Take each line below that has "instance" and copy it.
[Data supplied Boundary: Start]
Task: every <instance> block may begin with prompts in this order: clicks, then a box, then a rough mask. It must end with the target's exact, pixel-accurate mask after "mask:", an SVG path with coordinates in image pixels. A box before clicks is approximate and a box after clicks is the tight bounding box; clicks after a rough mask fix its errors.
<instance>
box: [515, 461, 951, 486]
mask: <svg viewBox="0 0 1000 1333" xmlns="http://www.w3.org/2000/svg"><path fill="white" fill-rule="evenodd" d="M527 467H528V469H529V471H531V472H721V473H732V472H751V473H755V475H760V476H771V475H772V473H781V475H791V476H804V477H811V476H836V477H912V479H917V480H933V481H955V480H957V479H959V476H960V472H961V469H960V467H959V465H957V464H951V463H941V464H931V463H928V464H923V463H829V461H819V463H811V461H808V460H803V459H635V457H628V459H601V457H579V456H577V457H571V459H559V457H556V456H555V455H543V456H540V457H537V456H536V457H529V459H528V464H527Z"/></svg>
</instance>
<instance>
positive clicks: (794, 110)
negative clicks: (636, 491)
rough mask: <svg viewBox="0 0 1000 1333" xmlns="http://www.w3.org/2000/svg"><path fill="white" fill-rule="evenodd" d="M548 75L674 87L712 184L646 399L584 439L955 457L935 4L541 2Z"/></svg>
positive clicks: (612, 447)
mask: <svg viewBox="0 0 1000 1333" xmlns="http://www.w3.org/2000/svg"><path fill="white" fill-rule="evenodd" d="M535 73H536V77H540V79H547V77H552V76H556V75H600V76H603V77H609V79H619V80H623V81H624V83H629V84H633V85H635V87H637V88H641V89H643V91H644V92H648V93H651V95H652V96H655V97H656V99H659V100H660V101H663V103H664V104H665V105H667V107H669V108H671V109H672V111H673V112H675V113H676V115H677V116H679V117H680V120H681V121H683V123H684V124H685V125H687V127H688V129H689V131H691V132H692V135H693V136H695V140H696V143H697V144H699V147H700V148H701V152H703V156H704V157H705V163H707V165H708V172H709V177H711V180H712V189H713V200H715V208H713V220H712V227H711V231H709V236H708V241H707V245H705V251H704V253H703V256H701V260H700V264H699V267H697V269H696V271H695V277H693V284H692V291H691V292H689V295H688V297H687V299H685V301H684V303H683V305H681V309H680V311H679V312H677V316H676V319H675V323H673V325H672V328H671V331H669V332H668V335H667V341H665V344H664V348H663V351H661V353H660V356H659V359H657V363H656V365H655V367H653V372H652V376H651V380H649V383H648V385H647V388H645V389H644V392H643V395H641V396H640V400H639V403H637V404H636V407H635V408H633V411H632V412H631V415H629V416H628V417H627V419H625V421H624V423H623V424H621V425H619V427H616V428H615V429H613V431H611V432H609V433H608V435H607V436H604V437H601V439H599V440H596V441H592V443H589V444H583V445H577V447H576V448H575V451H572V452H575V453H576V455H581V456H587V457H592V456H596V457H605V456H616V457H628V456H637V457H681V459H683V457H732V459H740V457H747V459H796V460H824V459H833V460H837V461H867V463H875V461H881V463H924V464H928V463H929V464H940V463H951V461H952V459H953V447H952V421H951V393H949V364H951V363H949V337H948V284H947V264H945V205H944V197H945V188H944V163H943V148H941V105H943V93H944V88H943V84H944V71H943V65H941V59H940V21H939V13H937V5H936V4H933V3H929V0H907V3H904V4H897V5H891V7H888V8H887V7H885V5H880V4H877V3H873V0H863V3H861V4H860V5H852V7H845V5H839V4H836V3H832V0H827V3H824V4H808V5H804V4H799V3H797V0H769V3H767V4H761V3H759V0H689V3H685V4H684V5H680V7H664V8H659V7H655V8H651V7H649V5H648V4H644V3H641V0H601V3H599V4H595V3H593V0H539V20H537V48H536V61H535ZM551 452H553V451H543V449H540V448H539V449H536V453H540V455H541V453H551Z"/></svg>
[Data supplied Boundary: End]
> **Task solution**:
Task: every <instance> block may begin with prompts in this order: clicks, then a box, then a rough mask. It must end with the target's exact, pixel-accurate mask after "mask:", an SVG path with coordinates in image pixels. A box before clicks is approximate and a box after clicks is the tight bounding box; clicks after a rough mask fix its errors.
<instance>
</instance>
<instance>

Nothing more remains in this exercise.